===== MATERIAL FOR THIS EXERCISE =====

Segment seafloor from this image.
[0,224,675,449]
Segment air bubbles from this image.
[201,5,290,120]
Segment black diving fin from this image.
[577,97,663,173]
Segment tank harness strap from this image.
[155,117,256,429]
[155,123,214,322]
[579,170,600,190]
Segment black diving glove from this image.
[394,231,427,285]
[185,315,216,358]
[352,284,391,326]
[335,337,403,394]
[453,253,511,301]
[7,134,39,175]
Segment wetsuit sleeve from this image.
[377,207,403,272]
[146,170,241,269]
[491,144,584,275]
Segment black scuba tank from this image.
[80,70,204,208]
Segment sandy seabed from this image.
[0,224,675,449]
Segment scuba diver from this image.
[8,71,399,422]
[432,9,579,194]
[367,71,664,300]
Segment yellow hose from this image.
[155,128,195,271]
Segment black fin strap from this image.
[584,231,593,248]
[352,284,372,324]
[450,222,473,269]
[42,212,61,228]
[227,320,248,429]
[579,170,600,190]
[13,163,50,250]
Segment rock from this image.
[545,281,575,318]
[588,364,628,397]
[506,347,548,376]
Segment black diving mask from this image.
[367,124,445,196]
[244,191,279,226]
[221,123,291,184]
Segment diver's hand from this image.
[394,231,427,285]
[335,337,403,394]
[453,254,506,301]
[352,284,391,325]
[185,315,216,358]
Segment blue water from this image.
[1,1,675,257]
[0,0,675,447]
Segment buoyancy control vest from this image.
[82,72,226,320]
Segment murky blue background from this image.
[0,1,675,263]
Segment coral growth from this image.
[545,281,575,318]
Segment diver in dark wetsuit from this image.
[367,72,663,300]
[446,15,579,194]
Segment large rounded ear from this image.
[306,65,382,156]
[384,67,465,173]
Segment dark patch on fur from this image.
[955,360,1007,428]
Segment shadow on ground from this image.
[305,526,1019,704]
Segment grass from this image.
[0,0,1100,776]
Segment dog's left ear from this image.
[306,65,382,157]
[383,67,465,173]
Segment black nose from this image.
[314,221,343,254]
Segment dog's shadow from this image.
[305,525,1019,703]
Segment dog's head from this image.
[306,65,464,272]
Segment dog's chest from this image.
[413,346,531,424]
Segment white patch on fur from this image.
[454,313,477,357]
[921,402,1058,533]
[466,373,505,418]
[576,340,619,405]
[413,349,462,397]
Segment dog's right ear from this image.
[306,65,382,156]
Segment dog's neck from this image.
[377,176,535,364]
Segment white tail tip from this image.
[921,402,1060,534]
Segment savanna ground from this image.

=====

PROBLEM TO WORK ON:
Swap every "black" in the material for "charcoal", and write out all of the material again with nothing else changed.

ANSWER FOR THE TASK:
Segment seafloor from this image.
[0,224,675,449]
Segment air bubbles from this image.
[201,5,290,120]
Segment charcoal diving fin from this image.
[577,97,663,173]
Segment tank harness strap from this image.
[155,117,256,429]
[155,123,214,322]
[579,170,600,190]
Segment charcoal diving glove from this image.
[394,231,427,285]
[185,315,216,358]
[352,284,391,326]
[335,337,403,394]
[453,253,511,301]
[7,134,39,175]
Segment wetsuit sleeve from this image.
[377,207,403,272]
[146,170,241,269]
[491,144,584,275]
Segment charcoal scuba tank from this image.
[80,70,204,208]
Segment sandy seabed from this image.
[0,224,675,449]
Segment scuba diver from this image.
[8,71,399,422]
[432,9,579,194]
[367,71,664,300]
Segment yellow hose from this image.
[155,128,195,271]
Segment charcoal fin strap from this image.
[584,231,593,248]
[352,284,372,324]
[450,222,473,269]
[42,212,61,228]
[227,320,248,429]
[579,170,600,190]
[13,163,50,250]
Segment rock from this image.
[545,281,575,318]
[588,364,628,397]
[506,347,548,376]
Segment charcoal diving mask from this image.
[367,124,445,196]
[244,191,279,226]
[221,123,291,184]
Segment diver's hand from this image.
[394,231,427,285]
[335,337,403,394]
[453,254,506,301]
[352,284,391,325]
[185,315,216,358]
Segment blue water from this image.
[1,1,675,257]
[0,0,675,447]
Segment buoyancy control vest from this image.
[82,72,226,320]
Segment murky blue background from this image.
[0,1,675,263]
Segment coral growth from this image.
[545,281,575,318]
Segment diver in dark wetsuit from this image.
[367,72,663,300]
[446,15,579,194]
Segment large rounded ear from this image.
[306,65,382,156]
[384,67,465,173]
Segment dark patch on fur from this image.
[955,360,1007,428]
Segment shadow on ground from this image.
[305,526,1019,704]
Segment grass from this image.
[0,0,1100,776]
Segment dog's left ear from this image.
[306,65,382,157]
[383,67,465,173]
Segment charcoal nose from this image.
[314,221,343,254]
Segment dog's shadow from this image.
[305,525,1019,703]
Segment dog's head from this image.
[306,65,464,272]
Segment dog's chest from this image.
[413,346,531,424]
Segment white patch on fur from this image.
[454,313,477,357]
[921,402,1058,533]
[466,373,505,418]
[576,340,619,405]
[413,349,462,397]
Segment dog's right ear from this image.
[306,65,382,156]
Segment dog's neck from this image.
[377,176,535,364]
Segment white tail tip from this image.
[921,402,1060,534]
Segment savanna ground from this image.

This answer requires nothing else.